Your task: From the line that includes "[[427, 754], [216, 576], [1108, 677], [1167, 686]]" down to the final line of the data below, copy every line exactly and leave the rest out.

^^^^^^^^

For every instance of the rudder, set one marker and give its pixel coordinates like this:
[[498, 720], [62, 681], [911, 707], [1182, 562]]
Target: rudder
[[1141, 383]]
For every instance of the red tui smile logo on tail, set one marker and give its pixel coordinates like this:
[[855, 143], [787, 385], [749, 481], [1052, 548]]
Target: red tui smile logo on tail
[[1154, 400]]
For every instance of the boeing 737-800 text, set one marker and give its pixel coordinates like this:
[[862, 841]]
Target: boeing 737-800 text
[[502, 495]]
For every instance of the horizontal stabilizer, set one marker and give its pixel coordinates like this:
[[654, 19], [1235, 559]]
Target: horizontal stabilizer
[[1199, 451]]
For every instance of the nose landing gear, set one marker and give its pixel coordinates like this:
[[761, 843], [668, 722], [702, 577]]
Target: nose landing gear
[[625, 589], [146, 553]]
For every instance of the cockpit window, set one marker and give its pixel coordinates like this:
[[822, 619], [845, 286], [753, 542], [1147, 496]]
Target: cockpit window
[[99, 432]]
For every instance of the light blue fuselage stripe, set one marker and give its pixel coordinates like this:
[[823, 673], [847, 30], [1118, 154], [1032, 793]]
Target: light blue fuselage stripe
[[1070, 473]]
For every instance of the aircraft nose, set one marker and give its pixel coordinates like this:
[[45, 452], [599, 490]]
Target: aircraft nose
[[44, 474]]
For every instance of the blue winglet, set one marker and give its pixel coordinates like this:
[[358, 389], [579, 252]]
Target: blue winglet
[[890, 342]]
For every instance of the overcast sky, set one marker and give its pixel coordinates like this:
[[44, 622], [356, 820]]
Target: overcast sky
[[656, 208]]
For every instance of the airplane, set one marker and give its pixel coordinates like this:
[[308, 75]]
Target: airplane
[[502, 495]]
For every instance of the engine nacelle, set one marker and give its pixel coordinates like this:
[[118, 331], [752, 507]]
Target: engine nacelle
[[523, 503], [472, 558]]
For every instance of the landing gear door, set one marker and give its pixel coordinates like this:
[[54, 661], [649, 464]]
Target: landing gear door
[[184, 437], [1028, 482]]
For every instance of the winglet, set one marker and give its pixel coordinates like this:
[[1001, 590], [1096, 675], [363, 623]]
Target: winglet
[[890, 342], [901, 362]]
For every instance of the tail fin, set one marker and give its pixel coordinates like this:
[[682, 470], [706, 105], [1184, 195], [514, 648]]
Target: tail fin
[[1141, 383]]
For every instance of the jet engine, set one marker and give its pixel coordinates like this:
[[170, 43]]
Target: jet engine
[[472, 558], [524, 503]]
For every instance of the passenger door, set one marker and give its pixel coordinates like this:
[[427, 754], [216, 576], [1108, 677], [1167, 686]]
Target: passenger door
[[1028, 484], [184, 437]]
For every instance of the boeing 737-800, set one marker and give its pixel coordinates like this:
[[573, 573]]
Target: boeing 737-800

^^^^^^^^

Answer for the task:
[[427, 754], [216, 576], [1108, 677], [1167, 686]]
Target: passenger door
[[1028, 484], [184, 437]]
For every instance of the boeing 737-800, set one marker and give its pixel coordinates like this:
[[573, 573]]
Target: boeing 737-800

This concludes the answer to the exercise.